*What is expected:* Omit the pictures. Print each entry below exactly.

[Saved entries]
=== Begin Enclosure ===

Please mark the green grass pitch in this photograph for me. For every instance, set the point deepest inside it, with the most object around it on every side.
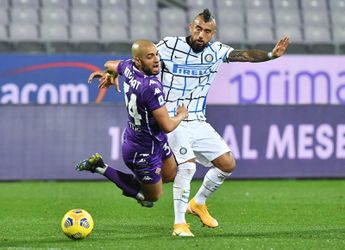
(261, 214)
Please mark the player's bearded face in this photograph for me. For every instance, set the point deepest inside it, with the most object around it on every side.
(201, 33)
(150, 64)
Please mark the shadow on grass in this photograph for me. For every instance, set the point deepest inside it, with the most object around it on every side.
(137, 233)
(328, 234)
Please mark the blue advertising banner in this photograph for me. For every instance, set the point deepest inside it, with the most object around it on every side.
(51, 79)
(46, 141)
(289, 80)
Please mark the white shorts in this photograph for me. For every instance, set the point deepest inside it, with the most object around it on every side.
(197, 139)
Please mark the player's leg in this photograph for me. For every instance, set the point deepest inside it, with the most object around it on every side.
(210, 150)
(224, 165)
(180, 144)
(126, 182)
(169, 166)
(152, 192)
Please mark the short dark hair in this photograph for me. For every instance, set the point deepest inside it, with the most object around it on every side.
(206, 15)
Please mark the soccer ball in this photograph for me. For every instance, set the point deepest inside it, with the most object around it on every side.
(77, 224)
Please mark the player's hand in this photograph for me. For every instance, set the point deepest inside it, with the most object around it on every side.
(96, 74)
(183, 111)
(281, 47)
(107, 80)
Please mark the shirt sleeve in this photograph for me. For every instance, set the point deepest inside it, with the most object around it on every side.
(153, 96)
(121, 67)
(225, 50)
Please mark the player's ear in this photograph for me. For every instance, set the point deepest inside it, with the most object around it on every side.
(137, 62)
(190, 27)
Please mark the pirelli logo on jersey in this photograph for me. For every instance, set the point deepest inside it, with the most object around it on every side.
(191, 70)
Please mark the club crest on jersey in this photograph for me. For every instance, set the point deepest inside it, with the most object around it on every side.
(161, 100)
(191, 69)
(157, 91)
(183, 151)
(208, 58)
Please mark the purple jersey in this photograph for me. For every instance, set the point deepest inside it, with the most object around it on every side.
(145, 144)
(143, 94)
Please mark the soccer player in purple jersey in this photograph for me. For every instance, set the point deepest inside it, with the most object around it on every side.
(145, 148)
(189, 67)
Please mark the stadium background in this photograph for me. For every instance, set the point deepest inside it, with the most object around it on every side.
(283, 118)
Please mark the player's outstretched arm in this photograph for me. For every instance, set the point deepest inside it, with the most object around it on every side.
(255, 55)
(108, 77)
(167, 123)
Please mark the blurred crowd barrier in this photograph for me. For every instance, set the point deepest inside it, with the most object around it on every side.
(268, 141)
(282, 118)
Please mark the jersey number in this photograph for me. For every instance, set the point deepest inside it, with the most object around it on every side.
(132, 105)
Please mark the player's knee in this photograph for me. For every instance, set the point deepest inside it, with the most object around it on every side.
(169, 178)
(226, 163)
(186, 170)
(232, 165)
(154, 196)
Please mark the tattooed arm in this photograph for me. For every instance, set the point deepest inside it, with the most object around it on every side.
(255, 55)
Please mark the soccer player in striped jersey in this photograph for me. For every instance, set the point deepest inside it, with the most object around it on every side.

=== End Enclosure ===

*Answer section:*
Please mark the green grass pitch in this photograph for me. For every instance, set the point deepest inside it, with the most object around it on every side.
(261, 214)
Please mark the player's bearded face in this photograph for me. For every instance, set the point deepest inside it, with the most object around it on every side.
(201, 33)
(150, 64)
Please mark the shadow on grass in this photograph for me. For every instance, set the point deepest inside it, with the most object around it on every side.
(137, 233)
(328, 234)
Please mark the blue advertising banner in this photograph for me. For every instance, set the point deepest inside it, with the most object around it on every side.
(51, 79)
(46, 141)
(289, 80)
Please mark the white shorts in this photograph for me. For every instance, set the point deepest inside it, with the most object around it on every side.
(197, 139)
Please mark the player's leg in this photograph for me. For every instance, set the point deepest inside it, with the most object around it on every side.
(210, 150)
(224, 165)
(180, 144)
(126, 182)
(169, 166)
(152, 192)
Please mark the short dark hair in this photograph for me. For every instance, set the point deepest inside it, with the most object around it on every side.
(206, 15)
Please mark the soccer ball in this photograph for me. For every instance, set the point deepest inside it, with the most object around it on every side.
(77, 224)
Please mark the player's hand in this photograph for me. For every instance, set the point deepest inside it, with the most object around it on every side.
(96, 74)
(183, 111)
(281, 47)
(107, 80)
Please mark the shirt sleeve in this photograph for me. For every instance, set the point deepest inside it, with the most object around it on every side.
(153, 96)
(121, 67)
(225, 50)
Please mark the player's ear in this photograph for me. For every instance, set the point deepest inside it, with the most object around it on every side.
(137, 62)
(190, 27)
Please mark the pirelli logo on jersey in this photograph for me. For every instance, set the point deepest inside it, with the most object around it on every side.
(191, 70)
Please mark the club crest on jersey in this photograph for me. For every instance, set the point deepest inside it, with the most object around it on every side.
(161, 100)
(191, 69)
(157, 91)
(183, 151)
(208, 58)
Please mark the purple jersey in this photograph for me. For every instance, set the point deepest inside it, with the most object around it on every side.
(145, 144)
(143, 94)
Please mark the soccer player in purple jersey in this photograph for me. For every instance, set the point deepest inside it, with the most object around it on every side.
(145, 148)
(189, 67)
Please mark the stadium background in this photograph for me. For every instance, set the point deepest inside it, with the most object around it on every side.
(283, 118)
Please mark the player's outstretched arm in this photograph for me. For every instance, set the point deepest inside it, with the most object around it on every side.
(255, 55)
(108, 77)
(167, 123)
Please mark the blurred crowd barrier in this photograph for me. For every instance, set the point deepest inside it, with the most object around it on every side.
(268, 141)
(282, 118)
Please mark the jersey number in this photograph for me. For every instance, set the point deepest inside it, with the most object around it on every side.
(132, 105)
Please mark the player's knee in this photograph for me. For every instance, set the point deepest inside it, with the most object around it on every side.
(169, 178)
(226, 163)
(186, 170)
(232, 165)
(154, 196)
Please mark the tattooed arm in this photograph for me. For every instance, set the point deepest inside it, with the most object around it on every side.
(255, 55)
Please mark the soccer player in striped jersey in this photograph for me. For every instance, set the point deepest inside it, with the most object around it on every side.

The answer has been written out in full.